WRITTEN REQUEST A:
Set down, word for word, the part of the passage below about S&P's rating of US debt, starting at "What exactly is" and ending at "concern itself with.".

-- BEGIN PAGE EXTRACT --

The US deficit and debt did, however, provide a platform for S&P to leap to the top of the table. S&P has just reaffirmed its triple-A credit rating on US government debt. Well and good. However, at the same time, it issued an accompanying wayward and toothless warning that its rating could fall if political agreement were not reached, and meaningful action begun, on reducing the budget deficit by 2013. Under no imaginable circumstances would S&P be justified in reducing the credit rating on US government securities; and, presumably, it would not be so dense as to ever do it. Of course that didn’t stop commentators from chattering about it and investment markets from predictable diving. The senseless news was certainly highly sensitive from a market point of view and perhaps should be looked at.

What exactly is meant by reducing the rating on the world’s reserve currency? It makes no sense. The US government can “print” money to pay its debt denominated in US dollars. It will never renege on its debt. The situation is quite different for other countries whose debt is denominated in US dollars. They can’t print them. They have to buy them.

The job of S&P and other rating agencies is to assess and score how likely it is that investors in particular securities will get their money back. Investors in US government (US dollar) securities will always get their money back. And that is the only thing S&P should concern itself with.

-- END PAGE EXTRACT --
-- BEGIN RAW RECORDS --

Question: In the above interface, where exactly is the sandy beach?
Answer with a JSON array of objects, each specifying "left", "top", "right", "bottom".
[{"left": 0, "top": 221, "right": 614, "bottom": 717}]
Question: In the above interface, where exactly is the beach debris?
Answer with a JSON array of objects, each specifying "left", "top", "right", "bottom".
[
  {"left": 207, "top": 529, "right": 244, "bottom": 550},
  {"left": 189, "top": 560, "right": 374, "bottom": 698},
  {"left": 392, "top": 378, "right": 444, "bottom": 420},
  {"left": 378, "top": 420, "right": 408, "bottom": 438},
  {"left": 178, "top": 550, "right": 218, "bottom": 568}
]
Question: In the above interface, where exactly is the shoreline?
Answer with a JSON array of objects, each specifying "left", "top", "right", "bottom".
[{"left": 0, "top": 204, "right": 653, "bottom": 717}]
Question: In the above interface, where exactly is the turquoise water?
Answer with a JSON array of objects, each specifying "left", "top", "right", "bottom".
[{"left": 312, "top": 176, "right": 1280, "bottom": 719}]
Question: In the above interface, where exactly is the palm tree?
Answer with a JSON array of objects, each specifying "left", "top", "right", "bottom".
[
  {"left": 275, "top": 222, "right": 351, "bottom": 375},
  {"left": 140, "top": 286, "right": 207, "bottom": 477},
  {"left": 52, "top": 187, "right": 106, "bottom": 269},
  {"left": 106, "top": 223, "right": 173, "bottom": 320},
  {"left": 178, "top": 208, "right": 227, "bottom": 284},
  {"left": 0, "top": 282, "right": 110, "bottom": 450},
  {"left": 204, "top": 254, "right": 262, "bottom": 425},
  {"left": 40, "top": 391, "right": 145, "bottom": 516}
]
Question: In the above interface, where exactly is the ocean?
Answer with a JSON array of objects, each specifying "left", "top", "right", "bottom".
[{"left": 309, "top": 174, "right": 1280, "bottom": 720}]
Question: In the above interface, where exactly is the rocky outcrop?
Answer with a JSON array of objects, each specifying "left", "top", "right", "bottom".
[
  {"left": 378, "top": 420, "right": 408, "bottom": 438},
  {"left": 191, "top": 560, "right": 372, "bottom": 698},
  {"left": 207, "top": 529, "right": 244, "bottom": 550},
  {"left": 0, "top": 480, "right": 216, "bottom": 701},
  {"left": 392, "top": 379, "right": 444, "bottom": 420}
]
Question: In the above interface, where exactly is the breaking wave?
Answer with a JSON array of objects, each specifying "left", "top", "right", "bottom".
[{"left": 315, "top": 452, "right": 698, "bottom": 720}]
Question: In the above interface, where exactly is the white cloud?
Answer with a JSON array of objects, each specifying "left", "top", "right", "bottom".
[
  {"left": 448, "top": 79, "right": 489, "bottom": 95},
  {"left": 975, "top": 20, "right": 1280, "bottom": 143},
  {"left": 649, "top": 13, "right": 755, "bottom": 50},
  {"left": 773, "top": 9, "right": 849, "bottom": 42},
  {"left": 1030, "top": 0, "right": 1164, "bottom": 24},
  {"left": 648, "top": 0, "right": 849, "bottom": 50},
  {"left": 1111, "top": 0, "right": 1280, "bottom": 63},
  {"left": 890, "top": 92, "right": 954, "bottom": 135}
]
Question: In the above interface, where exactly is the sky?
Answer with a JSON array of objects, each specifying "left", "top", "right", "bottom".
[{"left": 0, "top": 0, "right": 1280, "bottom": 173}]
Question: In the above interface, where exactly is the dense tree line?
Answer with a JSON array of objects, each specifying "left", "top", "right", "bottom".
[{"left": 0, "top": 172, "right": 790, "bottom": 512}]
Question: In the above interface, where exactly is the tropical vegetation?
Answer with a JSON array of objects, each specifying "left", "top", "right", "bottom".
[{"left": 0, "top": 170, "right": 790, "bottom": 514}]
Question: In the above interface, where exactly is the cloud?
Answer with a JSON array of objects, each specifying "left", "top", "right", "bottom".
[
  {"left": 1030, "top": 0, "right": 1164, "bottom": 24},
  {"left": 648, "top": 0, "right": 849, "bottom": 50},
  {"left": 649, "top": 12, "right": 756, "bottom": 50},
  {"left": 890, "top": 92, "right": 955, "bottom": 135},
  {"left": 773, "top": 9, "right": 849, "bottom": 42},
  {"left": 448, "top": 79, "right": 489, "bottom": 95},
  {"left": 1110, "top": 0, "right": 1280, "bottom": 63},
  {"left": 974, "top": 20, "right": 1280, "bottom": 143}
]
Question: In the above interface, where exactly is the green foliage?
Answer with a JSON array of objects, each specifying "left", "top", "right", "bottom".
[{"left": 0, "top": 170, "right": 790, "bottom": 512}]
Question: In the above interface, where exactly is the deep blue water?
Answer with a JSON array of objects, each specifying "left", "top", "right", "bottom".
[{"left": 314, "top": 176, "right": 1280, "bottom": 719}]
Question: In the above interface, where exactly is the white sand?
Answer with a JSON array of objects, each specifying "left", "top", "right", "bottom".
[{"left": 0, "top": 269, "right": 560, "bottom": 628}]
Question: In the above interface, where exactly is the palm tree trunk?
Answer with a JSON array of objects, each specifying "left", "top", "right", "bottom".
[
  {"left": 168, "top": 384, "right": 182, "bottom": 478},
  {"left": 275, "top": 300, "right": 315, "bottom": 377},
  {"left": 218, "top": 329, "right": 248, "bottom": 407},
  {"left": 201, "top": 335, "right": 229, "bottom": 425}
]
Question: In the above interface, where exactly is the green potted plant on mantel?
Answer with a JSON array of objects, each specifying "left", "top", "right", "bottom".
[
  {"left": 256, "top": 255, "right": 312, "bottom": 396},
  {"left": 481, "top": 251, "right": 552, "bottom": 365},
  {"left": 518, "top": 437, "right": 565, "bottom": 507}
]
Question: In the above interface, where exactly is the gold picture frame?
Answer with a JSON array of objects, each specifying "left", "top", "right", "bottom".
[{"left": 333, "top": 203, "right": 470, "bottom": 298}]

-- END RAW RECORDS --

WRITTEN REQUEST B:
Recast the lines of the listing above as a JSON list of strings, one string per line, starting at the line containing "plant on mantel?" and ending at the last line of the listing. Leave out blank lines.

OUTPUT A:
What exactly is meant by reducing the rating on the world’s reserve currency? It makes no sense. The US government can “print” money to pay its debt denominated in US dollars. It will never renege on its debt. The situation is quite different for other countries whose debt is denominated in US dollars. They can’t print them. They have to buy them.

The job of S&P and other rating agencies is to assess and score how likely it is that investors in particular securities will get their money back. Investors in US government (US dollar) securities will always get their money back. And that is the only thing S&P should concern itself with.

OUTPUT B:
[
  "Question: In the above interface, where exactly is the green potted plant on mantel?",
  "Answer with a JSON array of objects, each specifying \"left\", \"top\", \"right\", \"bottom\".",
  "[",
  "  {\"left\": 256, \"top\": 255, \"right\": 312, \"bottom\": 396},",
  "  {\"left\": 481, \"top\": 251, \"right\": 552, \"bottom\": 365},",
  "  {\"left\": 518, \"top\": 437, \"right\": 565, \"bottom\": 507}",
  "]",
  "Question: In the above interface, where exactly is the gold picture frame?",
  "Answer with a JSON array of objects, each specifying \"left\", \"top\", \"right\", \"bottom\".",
  "[{\"left\": 333, \"top\": 203, \"right\": 470, \"bottom\": 298}]"
]